- _Exercise brief_
Please quote exactly the lines below from the line containing "ocean --coords whole-pixels" to the line containing "ball --coords whole-pixels", both lines included, and nothing else.

- _Data provided_
|---|

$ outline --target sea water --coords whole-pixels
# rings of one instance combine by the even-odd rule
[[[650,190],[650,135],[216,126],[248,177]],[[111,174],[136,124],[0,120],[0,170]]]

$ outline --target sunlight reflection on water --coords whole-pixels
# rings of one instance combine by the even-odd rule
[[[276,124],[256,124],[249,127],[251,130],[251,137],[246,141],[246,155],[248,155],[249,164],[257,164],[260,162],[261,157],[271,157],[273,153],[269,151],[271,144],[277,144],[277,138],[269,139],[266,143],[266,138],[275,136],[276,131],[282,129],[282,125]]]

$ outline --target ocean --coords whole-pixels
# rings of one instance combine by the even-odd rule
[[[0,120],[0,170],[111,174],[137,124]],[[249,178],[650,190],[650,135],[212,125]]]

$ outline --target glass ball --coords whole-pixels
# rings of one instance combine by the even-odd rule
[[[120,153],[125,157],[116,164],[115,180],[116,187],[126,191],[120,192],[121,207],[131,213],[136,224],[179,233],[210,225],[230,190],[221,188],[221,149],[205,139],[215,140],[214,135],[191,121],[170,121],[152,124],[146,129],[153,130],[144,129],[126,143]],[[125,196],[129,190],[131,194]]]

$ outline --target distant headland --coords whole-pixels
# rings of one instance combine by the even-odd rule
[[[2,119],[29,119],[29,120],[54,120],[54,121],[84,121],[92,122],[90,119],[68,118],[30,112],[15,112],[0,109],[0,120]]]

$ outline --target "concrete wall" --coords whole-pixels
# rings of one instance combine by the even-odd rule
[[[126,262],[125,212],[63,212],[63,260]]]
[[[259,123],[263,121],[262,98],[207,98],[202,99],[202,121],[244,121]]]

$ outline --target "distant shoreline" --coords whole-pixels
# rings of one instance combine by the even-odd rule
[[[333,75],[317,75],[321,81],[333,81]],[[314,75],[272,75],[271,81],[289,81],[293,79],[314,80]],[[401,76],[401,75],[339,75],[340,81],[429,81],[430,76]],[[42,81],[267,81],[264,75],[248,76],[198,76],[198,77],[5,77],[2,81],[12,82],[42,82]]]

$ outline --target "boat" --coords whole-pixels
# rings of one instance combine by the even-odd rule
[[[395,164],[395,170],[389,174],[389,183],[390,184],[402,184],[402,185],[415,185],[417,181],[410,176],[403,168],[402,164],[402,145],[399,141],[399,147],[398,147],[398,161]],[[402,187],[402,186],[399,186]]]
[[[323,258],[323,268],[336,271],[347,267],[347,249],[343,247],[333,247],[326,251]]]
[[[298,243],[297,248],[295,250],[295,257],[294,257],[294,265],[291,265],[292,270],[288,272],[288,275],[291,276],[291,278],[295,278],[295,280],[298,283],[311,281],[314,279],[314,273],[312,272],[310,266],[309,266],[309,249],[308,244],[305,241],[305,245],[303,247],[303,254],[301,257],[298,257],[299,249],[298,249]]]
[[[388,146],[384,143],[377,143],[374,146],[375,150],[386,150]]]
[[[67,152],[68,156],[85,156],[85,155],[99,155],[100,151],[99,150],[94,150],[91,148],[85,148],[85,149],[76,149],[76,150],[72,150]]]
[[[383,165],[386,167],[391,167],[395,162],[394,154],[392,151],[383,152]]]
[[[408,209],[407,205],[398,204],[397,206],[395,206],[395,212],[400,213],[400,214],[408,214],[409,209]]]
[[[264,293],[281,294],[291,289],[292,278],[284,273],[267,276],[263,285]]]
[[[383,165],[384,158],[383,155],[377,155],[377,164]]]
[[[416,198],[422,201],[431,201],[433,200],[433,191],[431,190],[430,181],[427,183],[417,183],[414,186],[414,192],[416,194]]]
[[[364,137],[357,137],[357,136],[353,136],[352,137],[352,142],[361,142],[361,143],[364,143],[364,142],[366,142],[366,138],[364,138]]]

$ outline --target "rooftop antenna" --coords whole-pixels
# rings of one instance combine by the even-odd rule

|---|

- _Exercise response_
$ outline --target ocean --coords whole-pixels
# rings of one instance combine by the even-odd rule
[[[0,120],[0,170],[111,174],[137,124]],[[249,178],[650,190],[650,135],[212,125]]]

$ outline --target glass ball --coords whole-pixels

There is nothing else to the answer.